### Set problem
Locate every line in the material below that contains the word "service" and copy each of those lines in full.

### Stored dataset items
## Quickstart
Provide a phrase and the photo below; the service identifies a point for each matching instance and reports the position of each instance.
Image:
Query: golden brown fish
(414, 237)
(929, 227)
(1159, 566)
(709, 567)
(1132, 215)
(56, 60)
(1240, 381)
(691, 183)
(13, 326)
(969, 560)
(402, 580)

### Response to the exercise
Provide a phrase and the photo below; the service identifies a point for each matching instance and reports the position of each instance.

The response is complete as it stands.